Dataset entries:
········
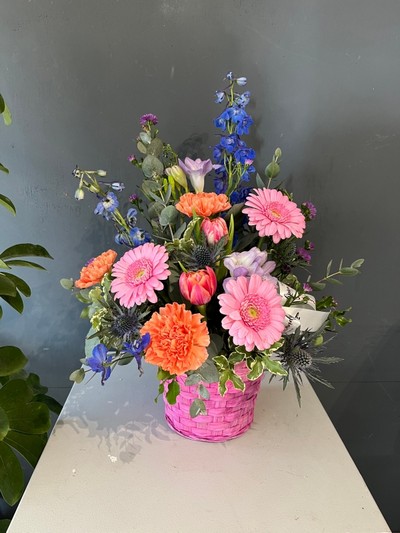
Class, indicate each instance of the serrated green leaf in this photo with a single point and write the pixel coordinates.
(317, 286)
(237, 382)
(21, 285)
(4, 424)
(7, 287)
(25, 250)
(7, 203)
(168, 215)
(197, 408)
(152, 166)
(204, 392)
(274, 367)
(77, 375)
(172, 392)
(11, 360)
(11, 475)
(29, 446)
········
DO THIS:
Reproduce the records with "serrated green leaf" switched to "toothed green leaf", keeping everything else unchanged and omitting the pictures.

RESULT OF THIS EXERCISE:
Class, indicate each instance of the toothed green leaf in this photo with a single point and write the pixel coordinates.
(317, 286)
(237, 382)
(21, 285)
(4, 424)
(7, 287)
(25, 250)
(7, 203)
(168, 215)
(197, 408)
(152, 166)
(204, 392)
(274, 367)
(77, 375)
(172, 392)
(11, 360)
(11, 475)
(29, 446)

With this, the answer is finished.